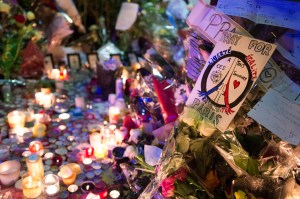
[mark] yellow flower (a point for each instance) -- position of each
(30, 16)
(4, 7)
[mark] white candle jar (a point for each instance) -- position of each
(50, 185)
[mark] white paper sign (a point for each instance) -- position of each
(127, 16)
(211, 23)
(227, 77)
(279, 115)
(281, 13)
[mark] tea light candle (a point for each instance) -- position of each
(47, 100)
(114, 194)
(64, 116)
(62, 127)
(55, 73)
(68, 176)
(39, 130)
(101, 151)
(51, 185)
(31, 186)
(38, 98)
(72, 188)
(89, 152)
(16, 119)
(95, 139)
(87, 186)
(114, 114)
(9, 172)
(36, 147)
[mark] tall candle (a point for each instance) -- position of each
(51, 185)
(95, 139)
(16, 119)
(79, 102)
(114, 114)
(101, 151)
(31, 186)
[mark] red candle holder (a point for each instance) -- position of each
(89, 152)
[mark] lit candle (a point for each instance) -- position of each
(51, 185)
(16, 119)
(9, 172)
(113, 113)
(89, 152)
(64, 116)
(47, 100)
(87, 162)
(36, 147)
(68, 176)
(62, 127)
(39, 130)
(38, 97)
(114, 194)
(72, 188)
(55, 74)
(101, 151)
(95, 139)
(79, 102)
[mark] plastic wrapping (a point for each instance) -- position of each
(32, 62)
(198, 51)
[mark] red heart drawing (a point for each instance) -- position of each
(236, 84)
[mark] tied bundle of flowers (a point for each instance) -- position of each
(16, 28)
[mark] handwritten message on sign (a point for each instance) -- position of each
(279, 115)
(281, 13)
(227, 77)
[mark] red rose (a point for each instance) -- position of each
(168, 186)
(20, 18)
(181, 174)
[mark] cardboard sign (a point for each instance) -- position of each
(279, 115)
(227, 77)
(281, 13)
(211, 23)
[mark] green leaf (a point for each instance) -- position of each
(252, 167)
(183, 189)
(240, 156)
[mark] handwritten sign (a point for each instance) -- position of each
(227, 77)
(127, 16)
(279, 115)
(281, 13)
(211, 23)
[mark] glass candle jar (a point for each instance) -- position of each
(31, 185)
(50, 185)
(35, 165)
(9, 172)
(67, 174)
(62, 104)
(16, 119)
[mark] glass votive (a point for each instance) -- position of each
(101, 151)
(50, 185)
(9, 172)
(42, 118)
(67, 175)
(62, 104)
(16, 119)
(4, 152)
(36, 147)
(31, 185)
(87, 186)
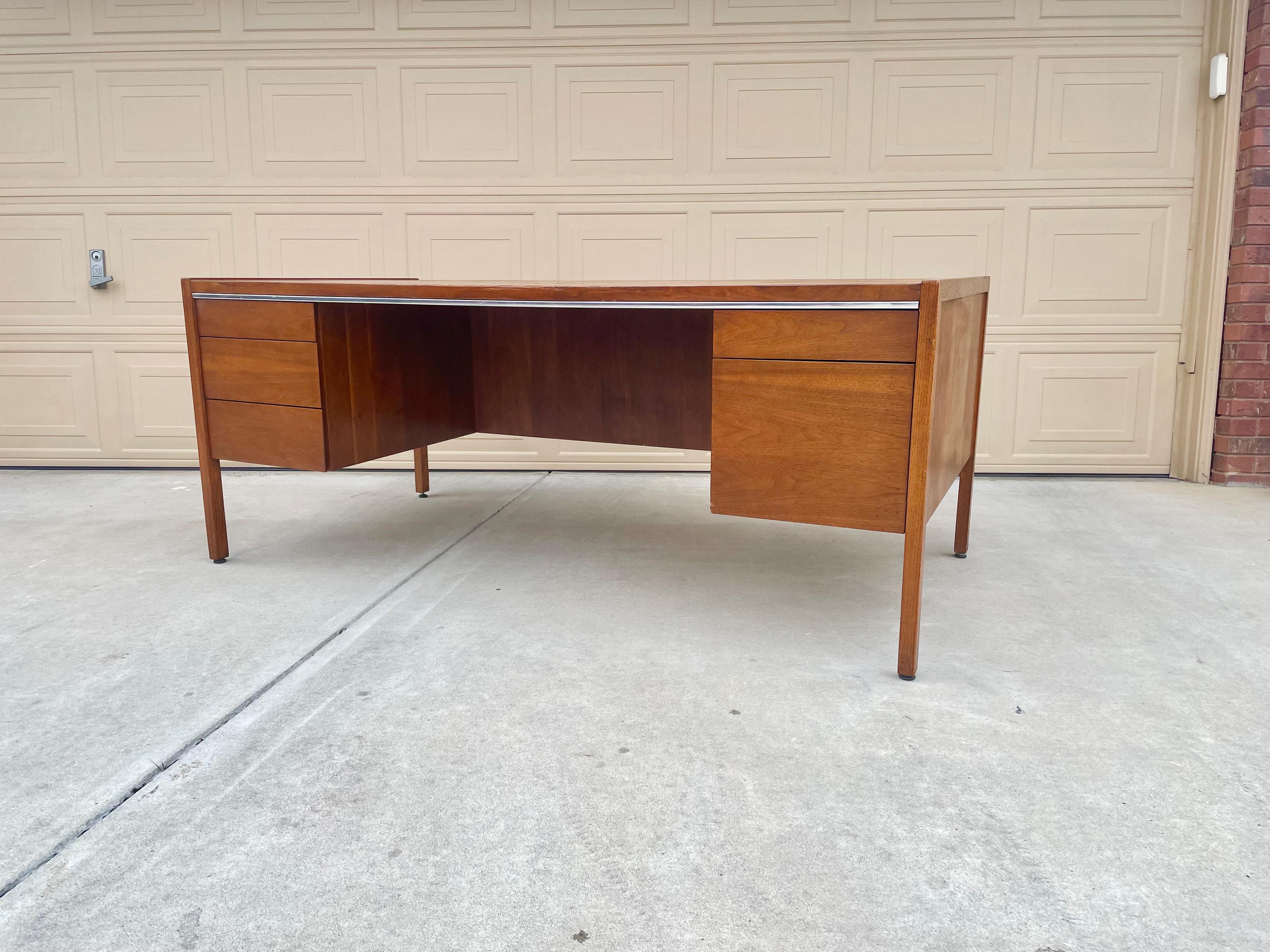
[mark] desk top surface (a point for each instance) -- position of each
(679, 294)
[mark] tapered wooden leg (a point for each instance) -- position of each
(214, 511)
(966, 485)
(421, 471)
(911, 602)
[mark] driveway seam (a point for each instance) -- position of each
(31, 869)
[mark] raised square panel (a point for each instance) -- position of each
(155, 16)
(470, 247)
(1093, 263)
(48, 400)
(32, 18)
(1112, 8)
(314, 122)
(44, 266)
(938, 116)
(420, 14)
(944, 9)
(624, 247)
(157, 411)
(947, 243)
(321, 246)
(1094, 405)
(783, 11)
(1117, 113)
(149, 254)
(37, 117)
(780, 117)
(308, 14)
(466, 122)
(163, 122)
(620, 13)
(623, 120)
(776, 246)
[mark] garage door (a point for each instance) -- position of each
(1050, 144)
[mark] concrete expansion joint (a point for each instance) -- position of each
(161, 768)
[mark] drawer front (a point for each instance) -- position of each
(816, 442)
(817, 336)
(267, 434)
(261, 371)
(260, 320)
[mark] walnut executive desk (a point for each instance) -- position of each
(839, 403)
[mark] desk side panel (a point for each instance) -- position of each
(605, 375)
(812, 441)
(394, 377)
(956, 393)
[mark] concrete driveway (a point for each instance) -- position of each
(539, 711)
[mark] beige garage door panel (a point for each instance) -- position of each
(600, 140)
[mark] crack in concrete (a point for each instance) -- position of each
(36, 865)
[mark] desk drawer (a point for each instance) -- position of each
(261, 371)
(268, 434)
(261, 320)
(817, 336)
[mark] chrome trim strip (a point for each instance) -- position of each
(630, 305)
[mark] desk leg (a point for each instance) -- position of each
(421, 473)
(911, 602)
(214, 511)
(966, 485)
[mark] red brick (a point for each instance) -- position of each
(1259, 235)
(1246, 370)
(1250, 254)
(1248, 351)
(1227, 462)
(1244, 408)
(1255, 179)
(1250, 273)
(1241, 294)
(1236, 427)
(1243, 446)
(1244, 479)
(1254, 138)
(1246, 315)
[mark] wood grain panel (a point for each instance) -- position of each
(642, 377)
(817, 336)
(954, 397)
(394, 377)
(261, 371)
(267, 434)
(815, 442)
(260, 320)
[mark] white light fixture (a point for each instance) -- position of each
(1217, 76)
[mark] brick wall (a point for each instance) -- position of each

++++++

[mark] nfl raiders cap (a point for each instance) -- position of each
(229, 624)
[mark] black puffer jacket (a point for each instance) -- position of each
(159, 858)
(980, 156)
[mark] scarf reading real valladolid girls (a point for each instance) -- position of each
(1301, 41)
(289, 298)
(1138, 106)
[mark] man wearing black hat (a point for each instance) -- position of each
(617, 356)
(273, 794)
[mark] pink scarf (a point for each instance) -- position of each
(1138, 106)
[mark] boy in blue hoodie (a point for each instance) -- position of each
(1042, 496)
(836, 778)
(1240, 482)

++++++

GOAL OF THE EXERCISE
Identify each line in the data above that contains the word "desk" with the same capitalization, and copy every such line in full.

EXERCISE SOLUTION
[mark] desk top surface (a point for each instance) -- position of each
[mark] walnut executive desk (a point for each instance) -- position of each
[mark] desk side panel (a point for each instance) -- position of each
[mark] desk drawer (a point for each instance) -- position of each
[mark] desk leg (a point for each instance) -- position of each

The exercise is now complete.